** start MATERIAL FOR THIS TASK **

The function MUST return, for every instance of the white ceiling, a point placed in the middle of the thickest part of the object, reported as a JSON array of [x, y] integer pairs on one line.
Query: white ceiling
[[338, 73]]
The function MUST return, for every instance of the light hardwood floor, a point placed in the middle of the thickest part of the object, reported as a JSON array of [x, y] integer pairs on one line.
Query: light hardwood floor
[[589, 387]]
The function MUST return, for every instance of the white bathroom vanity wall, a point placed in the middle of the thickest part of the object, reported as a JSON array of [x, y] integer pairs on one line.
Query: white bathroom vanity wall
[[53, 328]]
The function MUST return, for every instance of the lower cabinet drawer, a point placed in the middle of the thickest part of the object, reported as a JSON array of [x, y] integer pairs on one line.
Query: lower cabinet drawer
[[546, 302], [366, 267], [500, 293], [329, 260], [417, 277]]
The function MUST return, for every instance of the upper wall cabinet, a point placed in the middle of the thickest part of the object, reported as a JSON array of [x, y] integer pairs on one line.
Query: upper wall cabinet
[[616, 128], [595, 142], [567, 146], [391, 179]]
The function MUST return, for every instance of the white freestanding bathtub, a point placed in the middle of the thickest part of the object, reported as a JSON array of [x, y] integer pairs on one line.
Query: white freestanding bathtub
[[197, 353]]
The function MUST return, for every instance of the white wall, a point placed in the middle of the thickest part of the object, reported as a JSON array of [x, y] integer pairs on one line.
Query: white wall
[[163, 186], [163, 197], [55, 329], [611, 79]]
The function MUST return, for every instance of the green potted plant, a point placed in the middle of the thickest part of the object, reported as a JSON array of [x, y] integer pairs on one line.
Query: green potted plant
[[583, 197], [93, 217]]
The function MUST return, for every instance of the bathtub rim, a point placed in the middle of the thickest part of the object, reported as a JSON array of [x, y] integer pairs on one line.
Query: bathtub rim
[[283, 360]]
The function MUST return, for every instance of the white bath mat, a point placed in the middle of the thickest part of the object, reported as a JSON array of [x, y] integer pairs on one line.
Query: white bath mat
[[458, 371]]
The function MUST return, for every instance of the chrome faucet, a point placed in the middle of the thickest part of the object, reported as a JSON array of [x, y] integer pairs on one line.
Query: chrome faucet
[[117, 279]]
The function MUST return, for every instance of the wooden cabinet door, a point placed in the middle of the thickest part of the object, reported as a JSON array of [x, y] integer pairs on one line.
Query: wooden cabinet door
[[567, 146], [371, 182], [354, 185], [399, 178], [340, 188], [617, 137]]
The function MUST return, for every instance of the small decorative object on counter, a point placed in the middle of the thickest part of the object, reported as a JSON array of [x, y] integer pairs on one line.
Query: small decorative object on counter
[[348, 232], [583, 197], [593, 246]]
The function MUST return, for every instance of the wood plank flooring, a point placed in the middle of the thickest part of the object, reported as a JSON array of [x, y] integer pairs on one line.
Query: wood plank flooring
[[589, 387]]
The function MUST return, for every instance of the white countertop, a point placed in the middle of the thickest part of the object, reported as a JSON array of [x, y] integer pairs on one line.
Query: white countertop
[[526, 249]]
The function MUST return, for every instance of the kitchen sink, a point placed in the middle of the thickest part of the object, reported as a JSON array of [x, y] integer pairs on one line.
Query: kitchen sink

** end MATERIAL FOR THIS TASK **

[TASK TO COMPLETE]
Give the records from the line with "The function MUST return, for every instance of the bathtub" to the line with "[[526, 249]]" as a two-column CSV with the columns text and answer, one row per record. Put each record's text and its answer in a quoted field apiece, with line breaks turned into spaces.

[OUTPUT FOR THIS TASK]
text,answer
"The function MUST return, for every instance of the bathtub rim, a point placed in the middle of the thickest part of the object, reported as a JSON array of [x, y] integer pairs on one line. Query: bathtub rim","[[283, 360]]"
"The function MUST return, for every instance of the white bath mat, a point placed in the middle of the thickest part of the object, reported as a JSON array of [x, y] integer pairs on one line. Query: white bath mat","[[458, 371]]"
"The function MUST return, for every instance of the chrome faucet, a point placed in the middle of the thickest part of the object, reported as a JSON array of [x, y] integer pairs on one line. Query: chrome faucet","[[117, 279]]"
"The function MUST return, for every instance of the wooden cabinet door, a point placed in the middle of the thickest part of the object, reported as a JSON array of [x, y] integer pairs on one line. Query: wooden cabinet door","[[567, 146], [371, 182], [354, 185], [399, 178], [340, 188], [617, 137]]"
"The function MUST return, for every instance of the small decorative object on counter, a point placed in the middle of the thickest part of the object, reported as a JSON array of [x, y] integer pairs on one line. Query: small decorative object on counter","[[348, 232], [583, 197], [593, 246]]"
"The function MUST return, for every instance of the wood plank flooring, a point placed in the middle of the thickest part of the object, reported as a JSON array of [x, y] integer pairs on one line. Query: wood plank flooring","[[589, 387]]"
"The function MUST return, for every instance of the white countertop, a point placed in the middle of the thickest part of the object, reported as a JSON array of [x, y] integer pairs on one line. Query: white countertop","[[526, 249]]"